## TASK DETAILS
Render every line of the entries below as a Markdown table with the columns No. and Line, numbering the rows in order and leaving out blank lines.

## DATA SUPPLIED
+++

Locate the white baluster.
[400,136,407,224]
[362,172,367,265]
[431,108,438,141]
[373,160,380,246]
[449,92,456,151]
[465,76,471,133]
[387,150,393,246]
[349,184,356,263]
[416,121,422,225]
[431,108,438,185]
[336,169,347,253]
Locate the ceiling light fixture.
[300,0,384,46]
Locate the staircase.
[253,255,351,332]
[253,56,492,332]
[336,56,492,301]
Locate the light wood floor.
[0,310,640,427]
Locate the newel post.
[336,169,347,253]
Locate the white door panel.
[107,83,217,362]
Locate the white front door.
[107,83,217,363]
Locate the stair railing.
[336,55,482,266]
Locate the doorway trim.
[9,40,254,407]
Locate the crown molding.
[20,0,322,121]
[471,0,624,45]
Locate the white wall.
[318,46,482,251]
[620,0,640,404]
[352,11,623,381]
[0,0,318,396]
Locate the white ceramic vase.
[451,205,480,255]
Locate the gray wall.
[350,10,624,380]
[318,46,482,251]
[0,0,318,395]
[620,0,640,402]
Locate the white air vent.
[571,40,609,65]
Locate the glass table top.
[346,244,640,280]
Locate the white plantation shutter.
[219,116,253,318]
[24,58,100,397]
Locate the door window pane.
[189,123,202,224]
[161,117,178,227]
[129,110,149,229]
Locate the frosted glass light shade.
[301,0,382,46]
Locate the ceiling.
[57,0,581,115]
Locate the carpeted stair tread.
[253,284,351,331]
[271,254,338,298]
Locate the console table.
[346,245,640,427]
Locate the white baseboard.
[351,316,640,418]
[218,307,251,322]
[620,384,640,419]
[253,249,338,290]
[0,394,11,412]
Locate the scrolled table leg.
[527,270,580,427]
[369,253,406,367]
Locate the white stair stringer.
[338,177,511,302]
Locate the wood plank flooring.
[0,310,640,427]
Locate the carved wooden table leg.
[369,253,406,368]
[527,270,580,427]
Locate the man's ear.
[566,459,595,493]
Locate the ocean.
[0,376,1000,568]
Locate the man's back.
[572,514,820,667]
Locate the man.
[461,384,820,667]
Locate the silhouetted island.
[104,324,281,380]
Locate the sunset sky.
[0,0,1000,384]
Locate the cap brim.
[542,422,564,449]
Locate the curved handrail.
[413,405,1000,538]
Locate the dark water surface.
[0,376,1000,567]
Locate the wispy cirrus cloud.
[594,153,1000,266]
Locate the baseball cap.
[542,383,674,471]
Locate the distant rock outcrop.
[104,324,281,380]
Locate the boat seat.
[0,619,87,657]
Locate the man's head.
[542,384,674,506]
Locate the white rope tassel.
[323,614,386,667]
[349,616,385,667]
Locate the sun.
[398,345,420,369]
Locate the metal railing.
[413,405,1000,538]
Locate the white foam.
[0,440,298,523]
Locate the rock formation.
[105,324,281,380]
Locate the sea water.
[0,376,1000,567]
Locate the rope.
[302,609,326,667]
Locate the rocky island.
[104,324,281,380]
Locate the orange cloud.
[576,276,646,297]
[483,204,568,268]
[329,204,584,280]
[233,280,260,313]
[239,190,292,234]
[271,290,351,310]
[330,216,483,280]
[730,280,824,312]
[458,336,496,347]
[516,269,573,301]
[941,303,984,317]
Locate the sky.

+++

## EXERCISE OUTPUT
| No. | Line |
|---|---|
| 1 | Locate the white baluster. |
| 2 | [400,136,407,224] |
| 3 | [362,172,367,265] |
| 4 | [431,108,438,141] |
| 5 | [373,160,380,246] |
| 6 | [449,92,456,151] |
| 7 | [465,76,471,133] |
| 8 | [387,150,393,246] |
| 9 | [349,184,356,263] |
| 10 | [416,121,422,225] |
| 11 | [431,108,438,185] |
| 12 | [336,169,347,253] |
| 13 | Locate the ceiling light fixture. |
| 14 | [300,0,384,46] |
| 15 | Locate the staircase. |
| 16 | [253,255,351,332] |
| 17 | [253,56,492,332] |
| 18 | [336,56,492,301] |
| 19 | Locate the light wood floor. |
| 20 | [0,310,640,427] |
| 21 | Locate the newel post. |
| 22 | [336,169,347,253] |
| 23 | Locate the white door panel. |
| 24 | [107,83,217,362] |
| 25 | Locate the white front door. |
| 26 | [107,83,217,363] |
| 27 | Locate the stair railing. |
| 28 | [336,55,482,266] |
| 29 | Locate the doorway trim. |
| 30 | [9,40,254,407] |
| 31 | Locate the crown molding. |
| 32 | [20,0,322,121] |
| 33 | [471,0,624,45] |
| 34 | Locate the white wall. |
| 35 | [318,46,482,251] |
| 36 | [620,0,640,404] |
| 37 | [352,11,623,381] |
| 38 | [0,0,318,396] |
| 39 | Locate the white ceramic vase. |
| 40 | [451,205,480,255] |
| 41 | Locate the gray wall. |
| 42 | [350,10,624,380] |
| 43 | [318,46,482,251] |
| 44 | [0,0,318,395] |
| 45 | [620,0,640,402] |
| 46 | Locate the white air vent. |
| 47 | [571,40,609,65] |
| 48 | Locate the glass table top. |
| 49 | [346,244,640,280] |
| 50 | Locate the white plantation shutter. |
| 51 | [219,116,253,318] |
| 52 | [24,58,100,397] |
| 53 | Locate the door window pane. |
| 54 | [189,123,202,224] |
| 55 | [161,117,178,227] |
| 56 | [129,110,149,229] |
| 57 | Locate the frosted glass light shade. |
| 58 | [301,0,382,46] |
| 59 | Locate the ceiling. |
| 60 | [57,0,581,115] |
| 61 | Locate the carpeted stair tread. |
| 62 | [253,284,351,331] |
| 63 | [271,254,338,298] |
| 64 | Locate the console table. |
| 65 | [346,245,640,427] |
| 66 | Locate the white baseboard. |
| 67 | [351,316,640,418] |
| 68 | [218,307,251,322] |
| 69 | [620,384,640,419] |
| 70 | [253,249,338,290] |
| 71 | [0,394,11,412] |
| 72 | Locate the scrolled table leg. |
| 73 | [527,270,580,427] |
| 74 | [369,253,406,367] |
| 75 | Locate the white stair stringer. |
| 76 | [338,177,511,302] |
| 77 | Locate the wood plank flooring. |
| 78 | [0,310,640,427] |
| 79 | Locate the carved wooden table leg. |
| 80 | [369,253,406,368] |
| 81 | [527,270,580,427] |
| 82 | Locate the man's ear. |
| 83 | [566,459,595,493] |
| 84 | Locate the ocean. |
| 85 | [0,376,1000,568] |
| 86 | Locate the man's back. |
| 87 | [572,514,820,667] |
| 88 | Locate the man. |
| 89 | [461,384,820,667] |
| 90 | Locate the silhouetted island. |
| 91 | [104,324,281,380] |
| 92 | Locate the sunset sky. |
| 93 | [0,0,1000,384] |
| 94 | Locate the cap brim. |
| 95 | [542,422,564,449] |
| 96 | Locate the curved handrail. |
| 97 | [413,405,1000,538] |
| 98 | Locate the dark water surface. |
| 99 | [0,376,1000,567] |
| 100 | Locate the wispy cirrus cloud. |
| 101 | [594,153,1000,266] |
| 102 | Locate the baseball cap. |
| 103 | [542,383,674,471] |
| 104 | Locate the distant rock outcrop. |
| 105 | [104,324,281,380] |
| 106 | Locate the boat seat. |
| 107 | [0,619,87,657] |
| 108 | Locate the man's head. |
| 109 | [542,384,674,506] |
| 110 | Locate the white rope tassel. |
| 111 | [323,614,386,667] |
| 112 | [349,616,385,667] |
| 113 | Locate the sun. |
| 114 | [398,345,420,369] |
| 115 | Locate the metal railing. |
| 116 | [413,405,1000,538] |
| 117 | Locate the white foam. |
| 118 | [0,440,298,523] |
| 119 | Locate the rock formation. |
| 120 | [105,324,281,380] |
| 121 | Locate the sea water. |
| 122 | [0,376,1000,567] |
| 123 | Locate the rope. |
| 124 | [302,609,326,667] |
| 125 | Locate the rocky island. |
| 126 | [104,324,281,380] |
| 127 | Locate the orange cloud. |
| 128 | [576,276,646,297] |
| 129 | [483,204,568,268] |
| 130 | [329,204,584,280] |
| 131 | [233,280,260,313] |
| 132 | [239,190,292,234] |
| 133 | [271,290,351,310] |
| 134 | [330,216,483,280] |
| 135 | [730,280,824,312] |
| 136 | [458,336,496,347] |
| 137 | [516,269,573,301] |
| 138 | [941,303,984,317] |
| 139 | Locate the sky. |